- Provided information -
* * *
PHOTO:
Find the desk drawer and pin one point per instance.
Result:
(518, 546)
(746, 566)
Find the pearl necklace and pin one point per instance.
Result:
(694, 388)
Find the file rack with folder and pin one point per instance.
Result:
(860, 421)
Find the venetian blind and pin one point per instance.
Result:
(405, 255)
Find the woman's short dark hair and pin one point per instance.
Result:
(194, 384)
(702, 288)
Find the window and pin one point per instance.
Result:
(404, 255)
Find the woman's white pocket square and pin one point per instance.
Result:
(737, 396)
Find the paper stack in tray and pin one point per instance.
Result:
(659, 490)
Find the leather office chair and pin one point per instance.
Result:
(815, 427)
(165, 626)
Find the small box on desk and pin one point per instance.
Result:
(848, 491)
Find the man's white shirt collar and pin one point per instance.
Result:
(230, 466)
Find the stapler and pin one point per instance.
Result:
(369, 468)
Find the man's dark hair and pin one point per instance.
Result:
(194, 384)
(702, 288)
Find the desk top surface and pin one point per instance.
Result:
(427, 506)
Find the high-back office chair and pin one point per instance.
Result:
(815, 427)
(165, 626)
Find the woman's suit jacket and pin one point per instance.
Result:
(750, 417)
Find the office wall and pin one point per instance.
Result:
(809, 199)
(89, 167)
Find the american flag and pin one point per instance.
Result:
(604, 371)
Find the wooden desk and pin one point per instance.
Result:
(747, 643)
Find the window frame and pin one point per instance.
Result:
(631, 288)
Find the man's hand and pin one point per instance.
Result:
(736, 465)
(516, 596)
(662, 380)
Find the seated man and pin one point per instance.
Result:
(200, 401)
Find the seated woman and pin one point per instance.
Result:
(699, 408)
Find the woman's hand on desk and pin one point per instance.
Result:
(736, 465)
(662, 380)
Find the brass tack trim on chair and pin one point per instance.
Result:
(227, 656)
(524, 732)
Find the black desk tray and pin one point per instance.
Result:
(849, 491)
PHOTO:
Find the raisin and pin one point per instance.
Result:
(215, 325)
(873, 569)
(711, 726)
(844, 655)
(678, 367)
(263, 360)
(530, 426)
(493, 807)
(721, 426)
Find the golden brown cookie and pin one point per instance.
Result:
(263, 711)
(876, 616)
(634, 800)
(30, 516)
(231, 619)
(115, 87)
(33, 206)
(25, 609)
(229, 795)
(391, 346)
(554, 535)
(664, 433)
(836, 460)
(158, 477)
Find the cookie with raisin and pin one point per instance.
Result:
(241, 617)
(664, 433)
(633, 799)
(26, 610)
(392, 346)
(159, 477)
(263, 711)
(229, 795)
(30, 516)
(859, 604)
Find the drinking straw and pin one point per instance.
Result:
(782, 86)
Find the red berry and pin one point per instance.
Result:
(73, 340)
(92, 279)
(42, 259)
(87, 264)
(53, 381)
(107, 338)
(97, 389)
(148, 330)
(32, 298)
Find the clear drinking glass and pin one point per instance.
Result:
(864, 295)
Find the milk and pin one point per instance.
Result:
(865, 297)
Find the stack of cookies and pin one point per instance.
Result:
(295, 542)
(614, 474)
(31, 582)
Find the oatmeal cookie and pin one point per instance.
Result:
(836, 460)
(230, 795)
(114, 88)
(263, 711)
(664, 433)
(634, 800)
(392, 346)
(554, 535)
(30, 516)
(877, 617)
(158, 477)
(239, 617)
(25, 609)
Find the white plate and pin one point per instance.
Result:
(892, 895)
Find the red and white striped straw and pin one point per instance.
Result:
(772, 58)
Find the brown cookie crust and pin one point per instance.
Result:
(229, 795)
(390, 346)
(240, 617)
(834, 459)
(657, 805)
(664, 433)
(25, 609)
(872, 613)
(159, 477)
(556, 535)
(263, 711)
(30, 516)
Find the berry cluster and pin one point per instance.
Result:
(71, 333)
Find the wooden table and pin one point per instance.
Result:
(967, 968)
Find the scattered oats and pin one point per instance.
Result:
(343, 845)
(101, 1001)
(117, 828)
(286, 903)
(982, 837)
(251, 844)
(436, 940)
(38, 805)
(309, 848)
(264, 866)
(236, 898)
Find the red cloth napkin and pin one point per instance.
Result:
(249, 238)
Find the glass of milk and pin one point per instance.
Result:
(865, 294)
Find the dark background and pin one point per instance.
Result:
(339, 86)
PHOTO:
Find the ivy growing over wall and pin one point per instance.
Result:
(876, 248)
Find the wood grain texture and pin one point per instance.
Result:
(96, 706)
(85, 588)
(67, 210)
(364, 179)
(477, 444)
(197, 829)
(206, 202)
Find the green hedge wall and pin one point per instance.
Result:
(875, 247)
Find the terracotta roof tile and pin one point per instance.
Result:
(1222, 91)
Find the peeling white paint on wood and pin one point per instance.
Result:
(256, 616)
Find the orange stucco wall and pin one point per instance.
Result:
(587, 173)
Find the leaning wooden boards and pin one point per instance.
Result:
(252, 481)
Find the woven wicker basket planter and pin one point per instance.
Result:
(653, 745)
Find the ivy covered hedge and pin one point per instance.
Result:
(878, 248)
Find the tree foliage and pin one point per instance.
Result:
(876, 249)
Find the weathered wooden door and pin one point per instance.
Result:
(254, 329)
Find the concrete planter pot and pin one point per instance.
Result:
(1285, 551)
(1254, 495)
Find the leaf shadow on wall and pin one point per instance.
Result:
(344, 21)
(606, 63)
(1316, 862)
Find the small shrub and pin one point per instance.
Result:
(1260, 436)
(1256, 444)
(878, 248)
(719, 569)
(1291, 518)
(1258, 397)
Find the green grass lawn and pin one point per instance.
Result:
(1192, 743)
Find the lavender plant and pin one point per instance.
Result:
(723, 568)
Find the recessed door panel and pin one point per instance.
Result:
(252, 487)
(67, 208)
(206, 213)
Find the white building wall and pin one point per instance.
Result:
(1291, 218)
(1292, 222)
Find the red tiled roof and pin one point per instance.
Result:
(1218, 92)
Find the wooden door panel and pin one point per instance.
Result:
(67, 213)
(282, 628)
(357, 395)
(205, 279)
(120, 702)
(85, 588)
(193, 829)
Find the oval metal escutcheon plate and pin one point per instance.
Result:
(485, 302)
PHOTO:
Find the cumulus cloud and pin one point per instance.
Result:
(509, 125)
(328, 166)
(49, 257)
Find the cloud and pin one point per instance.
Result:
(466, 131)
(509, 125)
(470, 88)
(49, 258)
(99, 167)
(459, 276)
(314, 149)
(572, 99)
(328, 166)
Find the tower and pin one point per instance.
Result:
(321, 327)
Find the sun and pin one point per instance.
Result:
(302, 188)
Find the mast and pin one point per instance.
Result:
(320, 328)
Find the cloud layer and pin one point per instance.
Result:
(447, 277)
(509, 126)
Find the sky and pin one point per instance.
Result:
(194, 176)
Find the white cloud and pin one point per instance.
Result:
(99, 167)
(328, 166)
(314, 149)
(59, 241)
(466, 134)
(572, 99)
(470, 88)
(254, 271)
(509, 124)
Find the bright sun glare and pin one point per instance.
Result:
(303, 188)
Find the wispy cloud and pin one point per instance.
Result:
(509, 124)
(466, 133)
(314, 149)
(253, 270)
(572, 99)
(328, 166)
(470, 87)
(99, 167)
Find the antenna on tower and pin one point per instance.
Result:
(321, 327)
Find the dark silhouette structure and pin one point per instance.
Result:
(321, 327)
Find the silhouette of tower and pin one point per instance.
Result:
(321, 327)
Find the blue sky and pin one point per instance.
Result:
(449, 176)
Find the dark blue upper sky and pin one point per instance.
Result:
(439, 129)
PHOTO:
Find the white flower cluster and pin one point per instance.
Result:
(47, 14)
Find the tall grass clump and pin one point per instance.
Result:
* * *
- What is required -
Copy out all of the records above, line for line and word for word, with nothing changed, added, or left out.

- Worked answer -
PHOTO:
Find the desk drawer and pin one point per instance.
Result:
(518, 546)
(746, 566)
Find the pearl necklace and pin one point per instance.
Result:
(694, 388)
Find the file rack with folder and pin one point per instance.
Result:
(860, 421)
Find the venetian blind and pin one point per instance.
Result:
(405, 255)
Find the woman's short dark hair and pin one point per instance.
Result:
(194, 384)
(702, 288)
Find the window and pin one point per instance.
Result:
(404, 255)
Find the woman's white pocket square and pin one point per instance.
Result:
(737, 396)
Find the paper stack in tray and pin one point per instance.
Result:
(659, 490)
Find the leather office chair and pin one point per instance.
Result:
(815, 427)
(165, 626)
Find the small box on desk and pin one point per instance.
Result:
(848, 491)
Find the man's white shirt collar and pin one point per instance.
Result:
(230, 466)
Find the stapler and pin one point per instance.
Result:
(369, 468)
Find the man's dark hair and pin one point per instance.
Result:
(194, 384)
(702, 288)
Find the desk top surface and pin one point per instance.
Result:
(427, 506)
Find the high-back office chair and pin one point per instance.
Result:
(815, 427)
(165, 626)
Find the woman's suit jacket and pin one point per instance.
Result:
(750, 417)
Find the office wall and pin one point per instance.
Result:
(809, 199)
(89, 167)
Find the american flag and pin one point per instance.
Result:
(604, 371)
Find the wooden desk and pin one point per instance.
Result:
(747, 643)
Find the window frame and pin one point per instance.
Result:
(631, 288)
Find the man's hand and pin one point per instance.
Result:
(736, 465)
(516, 596)
(662, 380)
Find the seated man and pin one point per instance.
Result:
(200, 401)
Find the seated woman and pin one point per instance.
Result:
(699, 408)
Find the woman's hand on desk and pin one point per instance.
Result:
(736, 465)
(662, 380)
Find the brass tack trim on chair and pin one point per instance.
Result:
(227, 656)
(524, 732)
Find the black desk tray and pin one point per instance.
Result:
(849, 491)
PHOTO:
Find the raisin and pin one point per instance.
Result:
(215, 325)
(873, 569)
(711, 726)
(844, 655)
(678, 367)
(263, 360)
(530, 426)
(493, 807)
(721, 426)
Find the golden brown cookie and pin one point per instance.
Result:
(263, 711)
(876, 616)
(634, 800)
(30, 516)
(231, 619)
(115, 87)
(33, 206)
(25, 609)
(229, 795)
(391, 346)
(554, 535)
(664, 433)
(836, 460)
(158, 477)
Find the cookie with raisin and pin one point per instance.
Result:
(241, 617)
(664, 433)
(633, 799)
(26, 610)
(392, 346)
(159, 477)
(263, 711)
(229, 795)
(30, 516)
(859, 604)
Find the drinking straw and pin one point per instance.
Result:
(782, 86)
Find the red berry and pin one point per instance.
Result:
(73, 340)
(92, 279)
(42, 259)
(87, 264)
(53, 381)
(107, 338)
(97, 389)
(148, 330)
(32, 298)
Find the clear drinking glass and pin one point per instance.
Result:
(864, 295)
Find the milk and pin one point per instance.
Result:
(865, 297)
Find the stack of cookies and pin one point per instance.
Result:
(295, 542)
(614, 474)
(31, 582)
Find the oatmeal cookie and pin one point per instance.
Result:
(836, 460)
(230, 795)
(114, 88)
(263, 711)
(664, 433)
(634, 800)
(392, 346)
(554, 535)
(30, 516)
(877, 617)
(158, 477)
(239, 617)
(25, 609)
Find the white plate and pin one point per instance.
Result:
(892, 895)
Find the red and white striped straw and pin one point per instance.
Result:
(772, 58)
Find the brown cookie crust and pin one point per instance.
Result:
(229, 795)
(390, 346)
(240, 617)
(834, 459)
(657, 805)
(664, 433)
(25, 609)
(872, 613)
(159, 477)
(556, 535)
(263, 711)
(30, 516)
Find the berry cluster and pin one point per instance.
Result:
(71, 333)
Find the wooden table and pin one point per instance.
Result:
(967, 968)
Find the scattered oats and pin one point per instance.
Result:
(343, 845)
(101, 1001)
(117, 828)
(286, 903)
(982, 837)
(251, 844)
(436, 940)
(38, 805)
(309, 848)
(264, 866)
(236, 898)
Find the red cloth napkin and pin one point per instance.
Result:
(249, 238)
Find the glass of milk and pin one point per instance.
Result:
(865, 294)
Find the dark background and pin one point per instance.
Result:
(339, 86)
PHOTO:
Find the ivy growing over wall and pin one point per instance.
Result:
(876, 248)
Find the wood grain texture and pin one point per instance.
Result:
(96, 706)
(85, 588)
(67, 210)
(364, 179)
(477, 444)
(197, 829)
(206, 202)
Find the green hedge wall and pin one point per instance.
Result:
(875, 247)
Find the terracotta roof tile and pin one point per instance.
Result:
(1222, 91)
Find the peeling white paint on wood and pin one point per instance.
Result:
(256, 616)
Find the orange stucco wall and pin one point per instance.
Result:
(587, 173)
Find the leaning wooden boards and pin one point per instance.
Result:
(252, 481)
Find the woven wicker basket planter and pin one point per instance.
Result:
(653, 745)
Find the ivy covered hedge and pin one point per instance.
Result:
(878, 248)
Find the tree foliage and pin one point per instance.
Result:
(876, 249)
Find the weathered wooden door and pin one point per instance.
Result:
(254, 329)
Find the concrete planter pot and pin one point per instance.
Result:
(1285, 551)
(1254, 495)
Find the leaf shadow on wall and pin one point per instance.
Result:
(344, 21)
(606, 63)
(1316, 862)
Find the small shrub and pin one point per instance.
Result:
(1260, 436)
(1256, 444)
(878, 248)
(719, 569)
(1291, 518)
(1258, 397)
Find the green grass lawn and pin one point per instance.
Result:
(1192, 743)
Find the lavender plant and pin one point per instance.
Result:
(723, 568)
Find the recessed door panel and pin one point per instance.
Result:
(252, 487)
(67, 208)
(206, 213)
Find the white building wall and pin one point per instance.
Result:
(1291, 218)
(1292, 222)
Find the red tiled roof and pin one point per instance.
Result:
(1218, 92)
Find the wooden door panel and pin one point per instance.
Result:
(67, 213)
(282, 628)
(357, 395)
(205, 279)
(120, 702)
(85, 588)
(193, 829)
Find the oval metal escutcheon plate and pin one point per instance.
Result:
(485, 302)
PHOTO:
Find the cumulus cloud and pin one point per instance.
Result:
(509, 125)
(328, 166)
(49, 257)
Find the cloud and pin one point per instance.
Result:
(466, 131)
(509, 125)
(470, 88)
(49, 258)
(99, 167)
(459, 276)
(314, 149)
(572, 99)
(328, 166)
Find the tower and pin one point per instance.
Result:
(321, 327)
Find the sun and pin one point per instance.
Result:
(302, 188)
Find the mast and pin one point per instance.
Result:
(320, 328)
Find the cloud layer and pin one point per instance.
Result:
(447, 277)
(509, 126)
Find the sky and pin one point per instance.
Result:
(194, 176)
Find the white cloud and pin one point per instance.
Result:
(99, 167)
(328, 166)
(314, 149)
(59, 241)
(466, 134)
(572, 99)
(470, 88)
(254, 271)
(509, 124)
Find the bright sun glare and pin one point per instance.
Result:
(303, 188)
Find the wispy cloud and pin one point per instance.
Result:
(509, 124)
(466, 133)
(314, 149)
(253, 270)
(572, 99)
(328, 166)
(470, 87)
(99, 167)
Find the antenna on tower and pin one point per instance.
Result:
(321, 327)
Find the dark silhouette structure and pin one point per instance.
Result:
(321, 327)
Find the silhouette of tower and pin one point per instance.
Result:
(321, 327)
Find the blue sky and pin one point per instance.
Result:
(449, 176)
Find the dark blue upper sky and pin one point per instance.
Result:
(439, 129)
PHOTO:
Find the white flower cluster and pin one point per instance.
Result:
(47, 14)
Find the tall grass clump and pin one point per instance.
Result:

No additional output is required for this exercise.